Given exercise:
Copy the lines below word for word, leaving nothing out.

---- Task material

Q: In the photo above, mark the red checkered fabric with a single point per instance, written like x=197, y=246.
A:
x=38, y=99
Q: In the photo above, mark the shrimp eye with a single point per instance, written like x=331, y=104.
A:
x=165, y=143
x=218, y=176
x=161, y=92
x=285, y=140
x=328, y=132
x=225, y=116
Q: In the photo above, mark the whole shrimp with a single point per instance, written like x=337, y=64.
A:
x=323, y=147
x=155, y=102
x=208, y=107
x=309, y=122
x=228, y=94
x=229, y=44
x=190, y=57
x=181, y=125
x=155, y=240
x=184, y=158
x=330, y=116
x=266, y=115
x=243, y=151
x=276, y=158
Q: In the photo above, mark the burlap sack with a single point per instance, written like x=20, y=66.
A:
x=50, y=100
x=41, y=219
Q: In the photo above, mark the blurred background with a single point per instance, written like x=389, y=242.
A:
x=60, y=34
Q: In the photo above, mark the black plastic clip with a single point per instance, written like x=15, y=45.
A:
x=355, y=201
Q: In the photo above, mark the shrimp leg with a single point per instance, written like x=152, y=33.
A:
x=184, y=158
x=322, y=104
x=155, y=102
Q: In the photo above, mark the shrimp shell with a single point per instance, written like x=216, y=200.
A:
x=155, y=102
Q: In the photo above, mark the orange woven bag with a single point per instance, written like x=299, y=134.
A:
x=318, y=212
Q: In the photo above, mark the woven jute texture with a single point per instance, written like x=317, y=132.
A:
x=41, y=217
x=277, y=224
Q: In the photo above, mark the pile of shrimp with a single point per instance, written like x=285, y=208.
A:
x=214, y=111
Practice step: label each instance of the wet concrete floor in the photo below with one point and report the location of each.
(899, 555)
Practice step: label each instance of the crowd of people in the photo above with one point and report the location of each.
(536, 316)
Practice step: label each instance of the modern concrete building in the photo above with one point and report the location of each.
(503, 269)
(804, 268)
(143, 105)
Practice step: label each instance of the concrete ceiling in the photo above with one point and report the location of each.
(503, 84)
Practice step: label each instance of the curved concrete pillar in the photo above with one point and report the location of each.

--------

Task result:
Q: In the photo above, mark the red checkered fabric with a single point per instance, written like x=197, y=246.
A:
x=38, y=99
Q: In the photo above, mark the shrimp eye with a single point per instance, written like x=331, y=104.
A:
x=165, y=143
x=218, y=176
x=161, y=92
x=285, y=140
x=328, y=132
x=225, y=116
Q: In the photo above, mark the whole shrimp with a single point per instance, written like x=337, y=64.
A:
x=323, y=147
x=155, y=102
x=208, y=107
x=309, y=122
x=228, y=94
x=229, y=44
x=190, y=57
x=181, y=125
x=155, y=240
x=184, y=158
x=330, y=116
x=266, y=115
x=243, y=151
x=276, y=158
Q: In the photo above, mark the burlap sack with a single point per instance, written like x=20, y=66.
A:
x=50, y=100
x=41, y=219
Q: In the photo above, mark the blurred background with a single point per instance, written like x=389, y=242.
A:
x=60, y=34
Q: In the photo above, mark the black plastic clip with a single point per instance, written like x=15, y=45.
A:
x=355, y=201
Q: In the photo above, mark the shrimp leg with a single point per instance, written like x=152, y=33.
A:
x=184, y=158
x=322, y=104
x=155, y=102
Q: In the photo above, mark the shrimp shell with a single point per instance, written like x=216, y=200.
A:
x=155, y=102
Q: In the photo above, mark the orange woven bag with a single point per instance, written like x=299, y=134.
A:
x=318, y=212
Q: In the photo above, mark the woven jute texture with a single point per instance, written like x=317, y=132.
A:
x=41, y=217
x=277, y=224
Q: In the photo above, mark the pile of shrimp with a single point per instance, written like x=285, y=208.
A:
x=214, y=111
Practice step: label each instance of the wet concrete floor in the photo below with one point and report the location of each.
(899, 555)
Practice step: label each instance of the crowd of people in the photo above with one point and report the location of each.
(536, 316)
Practice step: label each instance of the modern concrete building in the photo above with one point and report the location of each.
(503, 269)
(804, 268)
(143, 105)
Practice step: label each instance of the concrete ceiling in the photo above with one point and report the location of each.
(503, 84)
Practice step: label each instance of the curved concrete pillar in the photo above with one point and report the location of each.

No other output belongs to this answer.